WHAT IS NEEDED
Write out every record in full, exactly as written, please.

:: DATA TO USE ::

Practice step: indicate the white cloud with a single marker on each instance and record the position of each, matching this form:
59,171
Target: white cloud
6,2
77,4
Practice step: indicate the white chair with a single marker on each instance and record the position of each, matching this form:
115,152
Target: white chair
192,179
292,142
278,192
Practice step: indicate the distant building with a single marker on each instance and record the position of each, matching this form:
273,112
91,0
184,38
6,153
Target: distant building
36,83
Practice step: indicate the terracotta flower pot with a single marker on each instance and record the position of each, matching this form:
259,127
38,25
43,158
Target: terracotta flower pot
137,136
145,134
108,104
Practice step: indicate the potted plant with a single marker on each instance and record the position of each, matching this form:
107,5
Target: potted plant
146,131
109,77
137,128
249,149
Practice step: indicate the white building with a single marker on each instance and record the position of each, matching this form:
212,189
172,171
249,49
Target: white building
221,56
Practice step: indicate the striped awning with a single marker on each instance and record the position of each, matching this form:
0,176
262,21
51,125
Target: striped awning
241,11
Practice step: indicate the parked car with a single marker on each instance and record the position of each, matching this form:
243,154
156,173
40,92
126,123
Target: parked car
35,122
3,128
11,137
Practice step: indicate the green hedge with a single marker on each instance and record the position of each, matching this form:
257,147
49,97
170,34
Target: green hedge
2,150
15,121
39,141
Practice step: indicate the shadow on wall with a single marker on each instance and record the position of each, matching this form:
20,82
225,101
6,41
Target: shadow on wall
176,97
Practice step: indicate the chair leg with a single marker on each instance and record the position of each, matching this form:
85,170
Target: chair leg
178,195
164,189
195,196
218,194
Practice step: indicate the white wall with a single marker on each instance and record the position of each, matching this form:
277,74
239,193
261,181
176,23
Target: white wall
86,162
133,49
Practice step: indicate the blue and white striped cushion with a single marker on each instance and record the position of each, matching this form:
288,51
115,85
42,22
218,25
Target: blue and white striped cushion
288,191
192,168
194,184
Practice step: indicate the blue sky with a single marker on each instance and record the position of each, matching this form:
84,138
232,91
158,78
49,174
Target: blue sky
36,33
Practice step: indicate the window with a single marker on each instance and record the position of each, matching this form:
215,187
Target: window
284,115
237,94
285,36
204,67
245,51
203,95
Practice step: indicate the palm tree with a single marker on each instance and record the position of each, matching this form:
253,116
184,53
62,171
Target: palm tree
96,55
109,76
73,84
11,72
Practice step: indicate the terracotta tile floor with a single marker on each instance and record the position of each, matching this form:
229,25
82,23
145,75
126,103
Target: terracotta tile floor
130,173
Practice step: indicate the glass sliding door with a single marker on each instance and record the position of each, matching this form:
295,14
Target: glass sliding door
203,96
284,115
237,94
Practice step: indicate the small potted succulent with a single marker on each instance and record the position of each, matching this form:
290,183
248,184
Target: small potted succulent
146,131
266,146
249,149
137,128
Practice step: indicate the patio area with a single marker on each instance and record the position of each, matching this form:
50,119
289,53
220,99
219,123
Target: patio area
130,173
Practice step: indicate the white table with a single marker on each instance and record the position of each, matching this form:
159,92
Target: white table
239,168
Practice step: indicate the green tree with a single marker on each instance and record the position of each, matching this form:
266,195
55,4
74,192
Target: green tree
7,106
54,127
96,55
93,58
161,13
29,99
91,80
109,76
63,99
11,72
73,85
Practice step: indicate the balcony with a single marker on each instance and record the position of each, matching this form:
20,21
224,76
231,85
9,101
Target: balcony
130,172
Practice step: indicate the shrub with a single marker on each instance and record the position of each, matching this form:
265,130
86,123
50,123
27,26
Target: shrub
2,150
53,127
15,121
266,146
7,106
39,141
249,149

:::

THE SOLUTION
Practice step: indicate the white cloud with a single marker on each instance and record the position of each, matching this form:
59,171
Target: white cloud
6,2
77,4
Practice step: indicate the white chair with a single marker on each instance and record the position of each, matching this form:
115,152
Target: white chair
192,179
292,142
278,192
Practice step: indicate the distant building with a single marker on each instance and record the position of each, matching this form:
273,112
91,0
184,38
6,153
Target: distant building
36,83
Practice step: indicate the terracotta flower pot with a single marker on each instance and record the position of each, matching this form:
259,127
38,25
43,158
Target: terracotta flower pot
137,136
145,134
108,104
Practice step: indicate the potted plant with a single marker on each instance and record the position of each, matching this form:
107,5
Target: potted plant
146,131
109,77
137,128
249,149
Practice step: indicate the white building with a single marker on each instance and record the position of each, matching this form:
212,189
172,171
249,49
Target: white building
221,56
Practice step: indicate the striped awning with a single marker on each instance and record the position of each, matching this form:
0,176
262,21
51,125
Target: striped awning
241,11
Practice step: indicate the parked car with a single marker on each instance and record the position of each, matching this form:
243,154
156,173
40,92
126,123
Target: parked car
35,122
3,128
11,137
Practice step: indicate the green hedge with a single marker on each instance and record the position of each, matching this form:
257,147
49,97
170,34
Target: green hedge
2,150
15,121
39,141
Practice step: indicate the shadow on wall with a single marker on each instance and record the position of each, matching this form:
20,82
225,101
6,41
Target: shadow on wall
176,97
Practice step: indicate the chair leg with a single marker on each instance and record the position of each, matching this form:
85,170
Target: chair leg
178,195
164,189
195,196
218,194
Practice step: indicate the white wall with a single marker on each instance and record the position of each, matching this form:
277,74
239,193
261,181
176,23
Target: white wall
86,162
133,49
Practice step: indicate the blue and white striped cushion with a single marker on each instance and record the position of each, matching this form:
288,51
115,85
42,22
218,25
Target: blue and white striped cushion
288,191
192,168
194,184
Practice step: indicate the blue sky with a single marker on each instance and record the position of each, matching this form:
84,138
232,91
158,78
49,174
Target: blue sky
36,33
Practice step: indicate the window with a single marker on each instance and record the position of each, matching this form:
215,187
Target: window
284,115
237,94
285,36
204,67
245,51
203,95
Practice step: indicate the palm tree with a single marker on each instance and record the position of each, matching this form:
253,116
184,53
62,171
Target: palm tree
96,55
109,76
73,84
11,72
Practice step: indicate the terracotta tile floor with a single marker on each instance and record the position of each, matching this form:
229,25
82,23
145,75
126,103
Target: terracotta tile floor
130,173
Practice step: indicate the glass sliding door with a single marker on each instance and record the position of each, matching this form:
295,14
Target: glass sliding door
203,96
284,115
237,94
Practice step: indicate the small potted succulent with a single marker on each instance and record the position of each, matching this form:
290,183
248,184
Target: small potted succulent
146,131
266,146
249,149
137,128
Practice step: indicate the patio area with a single marker on each instance and record the position of each, matching this form:
50,119
289,53
220,99
219,123
Target: patio area
130,173
Practice step: indicate the white table with a single marker on each instance and record the position of each, matching this form:
159,92
Target: white table
239,168
Practice step: indicate the green tree with a single marker on each instance and record the position of each, matching this form:
266,195
55,4
74,192
Target: green tree
7,106
54,127
96,55
93,58
161,13
29,99
91,80
109,76
63,99
11,72
73,85
Practice step: indicate the balcony with a single marker on each instance and record the position of each, matching this form:
20,21
224,76
231,85
9,101
Target: balcony
130,172
Practice step: indicate the shrub with a single marker on each instance and record the position of each, matching this form:
265,130
86,123
50,123
27,26
Target: shrub
2,150
53,127
15,121
266,146
7,106
39,141
249,149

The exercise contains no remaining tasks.